_Directions_
Please retype the listing exactly as it appears, skipping each picture.
# # #
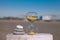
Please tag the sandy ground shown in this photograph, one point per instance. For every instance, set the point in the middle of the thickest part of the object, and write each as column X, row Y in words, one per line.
column 7, row 26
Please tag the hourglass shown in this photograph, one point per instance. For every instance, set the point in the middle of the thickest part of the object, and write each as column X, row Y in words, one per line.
column 32, row 28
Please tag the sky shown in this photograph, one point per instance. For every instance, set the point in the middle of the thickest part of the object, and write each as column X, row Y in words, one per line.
# # #
_Answer below_
Please tag the sandy ground shown in this photograph, one point per instance. For every instance, set the point in the middle of the thickest part of the object, and write each as column X, row Y in words, one per line.
column 7, row 26
Please tag the hourglass shown in this photograph, one point per instance. For every instance, set the point in the middle of the thickest part of the object, and write each as column X, row Y in words, one per line.
column 32, row 28
Please tag the sky shown in this photograph, one point per instance. For every instance, set the point in the middle of the thickest part of the object, and write each as column X, row Y in words, one per line.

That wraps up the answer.